**Excerpted records:**

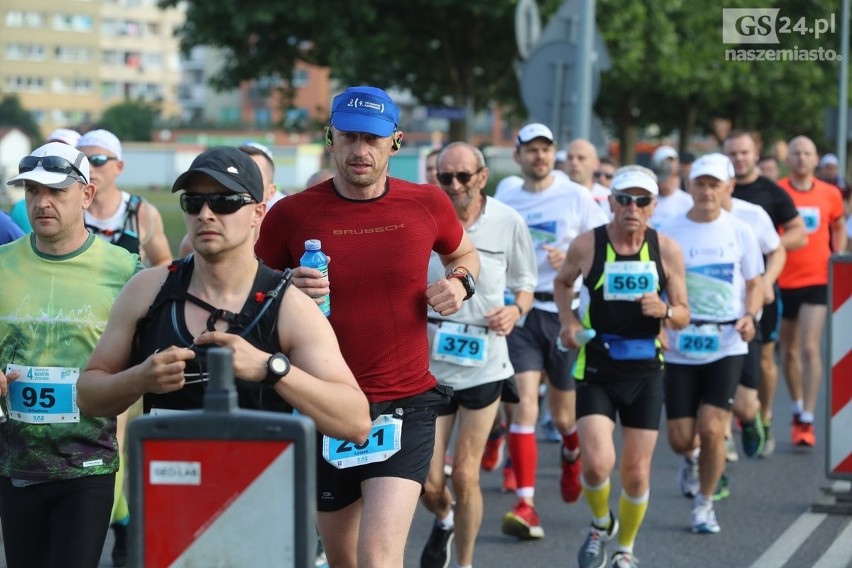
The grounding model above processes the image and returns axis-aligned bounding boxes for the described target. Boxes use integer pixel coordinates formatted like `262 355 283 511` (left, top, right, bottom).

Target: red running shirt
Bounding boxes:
255 178 464 402
778 178 843 288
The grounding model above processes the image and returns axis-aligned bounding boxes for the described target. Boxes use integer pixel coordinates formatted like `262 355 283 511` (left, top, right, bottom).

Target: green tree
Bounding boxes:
0 95 41 140
99 100 160 142
596 0 839 162
161 0 561 138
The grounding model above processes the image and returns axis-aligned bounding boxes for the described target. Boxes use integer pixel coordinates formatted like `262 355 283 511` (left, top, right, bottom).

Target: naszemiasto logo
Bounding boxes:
722 8 843 62
722 8 836 44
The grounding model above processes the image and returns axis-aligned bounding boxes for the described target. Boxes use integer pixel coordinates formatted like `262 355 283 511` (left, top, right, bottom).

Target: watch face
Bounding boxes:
269 355 289 375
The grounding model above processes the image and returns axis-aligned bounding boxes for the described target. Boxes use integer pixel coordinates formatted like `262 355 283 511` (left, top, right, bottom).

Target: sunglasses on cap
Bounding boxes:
613 193 654 207
86 154 118 168
435 168 482 185
18 156 87 183
180 193 257 215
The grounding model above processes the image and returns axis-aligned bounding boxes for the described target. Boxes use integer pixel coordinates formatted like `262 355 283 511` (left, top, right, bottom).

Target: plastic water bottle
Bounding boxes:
299 239 331 317
556 329 598 351
574 329 598 345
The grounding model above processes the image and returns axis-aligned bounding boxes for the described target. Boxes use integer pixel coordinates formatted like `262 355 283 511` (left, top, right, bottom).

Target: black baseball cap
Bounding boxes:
172 146 263 203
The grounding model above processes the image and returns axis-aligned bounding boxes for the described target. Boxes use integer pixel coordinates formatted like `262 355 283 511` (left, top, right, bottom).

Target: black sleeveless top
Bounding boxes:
131 255 293 413
86 195 142 254
574 225 667 380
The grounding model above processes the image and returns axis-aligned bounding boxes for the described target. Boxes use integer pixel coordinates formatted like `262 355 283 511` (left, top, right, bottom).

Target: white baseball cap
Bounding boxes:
518 122 553 146
689 153 734 181
77 129 121 160
609 170 660 195
6 142 89 189
651 146 678 164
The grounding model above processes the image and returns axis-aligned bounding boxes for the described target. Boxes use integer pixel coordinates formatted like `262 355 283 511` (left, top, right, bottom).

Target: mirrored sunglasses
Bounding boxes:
180 193 257 215
86 154 118 168
613 193 654 207
435 168 482 185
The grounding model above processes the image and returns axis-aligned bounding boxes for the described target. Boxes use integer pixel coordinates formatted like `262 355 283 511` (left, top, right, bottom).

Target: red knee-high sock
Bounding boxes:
562 426 580 452
509 432 538 496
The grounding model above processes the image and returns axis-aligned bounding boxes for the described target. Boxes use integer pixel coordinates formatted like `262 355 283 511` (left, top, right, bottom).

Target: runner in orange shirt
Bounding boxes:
778 136 846 446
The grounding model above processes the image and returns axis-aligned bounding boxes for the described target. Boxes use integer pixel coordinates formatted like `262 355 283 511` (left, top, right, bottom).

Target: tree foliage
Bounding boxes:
161 0 840 153
99 100 160 142
597 0 840 160
0 95 41 140
161 0 560 137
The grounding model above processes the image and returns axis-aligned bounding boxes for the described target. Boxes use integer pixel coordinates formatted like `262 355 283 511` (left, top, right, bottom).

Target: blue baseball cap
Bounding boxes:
331 87 399 138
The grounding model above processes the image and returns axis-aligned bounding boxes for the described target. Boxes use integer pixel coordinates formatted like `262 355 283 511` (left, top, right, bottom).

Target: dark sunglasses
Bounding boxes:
613 193 654 207
86 154 118 168
435 168 482 185
180 193 257 215
18 156 88 183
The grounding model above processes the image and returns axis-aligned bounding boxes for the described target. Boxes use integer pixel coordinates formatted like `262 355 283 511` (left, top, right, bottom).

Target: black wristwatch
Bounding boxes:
263 353 290 387
447 266 476 301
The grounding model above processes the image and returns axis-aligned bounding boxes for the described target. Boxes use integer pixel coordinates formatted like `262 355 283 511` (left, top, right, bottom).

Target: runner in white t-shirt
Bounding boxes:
420 142 538 567
496 124 607 539
651 158 693 229
660 154 764 533
723 197 787 461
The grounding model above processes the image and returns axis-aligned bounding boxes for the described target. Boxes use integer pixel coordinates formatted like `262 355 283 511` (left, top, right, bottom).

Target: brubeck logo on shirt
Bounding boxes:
331 223 405 236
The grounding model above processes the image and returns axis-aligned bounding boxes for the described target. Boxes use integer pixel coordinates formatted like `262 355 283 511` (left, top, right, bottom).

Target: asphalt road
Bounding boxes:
0 364 852 568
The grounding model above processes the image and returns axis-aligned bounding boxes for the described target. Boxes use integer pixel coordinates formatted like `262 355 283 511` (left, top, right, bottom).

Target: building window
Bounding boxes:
219 107 240 124
290 69 308 87
53 14 73 30
254 108 272 128
101 83 118 101
6 10 24 28
6 75 44 93
71 14 92 32
6 10 44 28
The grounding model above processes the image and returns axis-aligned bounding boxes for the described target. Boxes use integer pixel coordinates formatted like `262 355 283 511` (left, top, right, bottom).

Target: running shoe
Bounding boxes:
559 446 583 503
502 461 518 493
481 426 506 471
677 457 701 499
420 521 455 568
612 551 639 568
760 422 775 458
713 473 731 501
541 418 562 443
725 438 740 463
692 501 721 534
503 499 544 540
790 416 816 448
577 511 618 568
742 414 766 458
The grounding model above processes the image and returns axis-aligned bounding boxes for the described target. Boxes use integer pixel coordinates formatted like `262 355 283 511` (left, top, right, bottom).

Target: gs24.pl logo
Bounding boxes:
722 8 836 44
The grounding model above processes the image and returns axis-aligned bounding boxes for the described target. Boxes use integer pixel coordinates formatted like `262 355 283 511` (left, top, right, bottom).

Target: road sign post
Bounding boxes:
128 348 316 568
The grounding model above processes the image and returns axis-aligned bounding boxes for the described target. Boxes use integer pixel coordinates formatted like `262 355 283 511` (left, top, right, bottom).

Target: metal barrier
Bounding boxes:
826 255 852 479
128 348 316 568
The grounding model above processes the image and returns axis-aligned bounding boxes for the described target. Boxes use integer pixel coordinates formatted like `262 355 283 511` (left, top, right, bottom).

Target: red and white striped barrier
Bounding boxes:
826 255 852 479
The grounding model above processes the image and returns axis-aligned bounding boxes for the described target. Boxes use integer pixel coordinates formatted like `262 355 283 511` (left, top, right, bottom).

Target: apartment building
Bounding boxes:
0 0 183 135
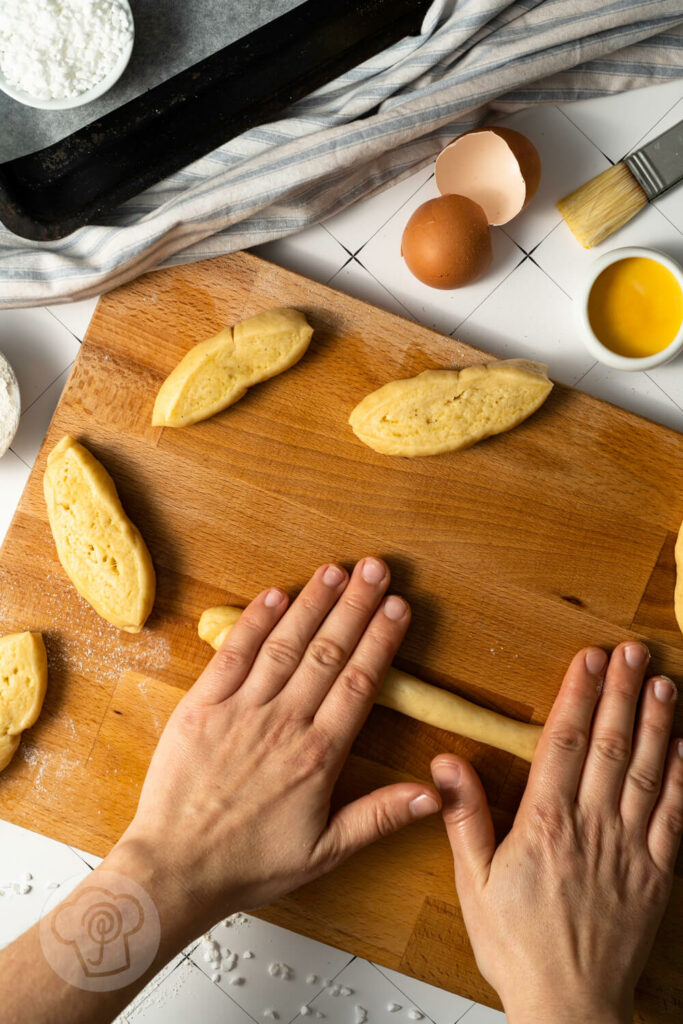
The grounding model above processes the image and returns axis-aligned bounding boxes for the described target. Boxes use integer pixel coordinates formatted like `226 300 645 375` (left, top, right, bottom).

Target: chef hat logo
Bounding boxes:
52 886 144 978
39 866 161 992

**Description of the task:**
Count the lines in the rows above that contain the string "barrier", treating uppercase and lowercase letters as distinct. Give only the number.

**Result below:**
2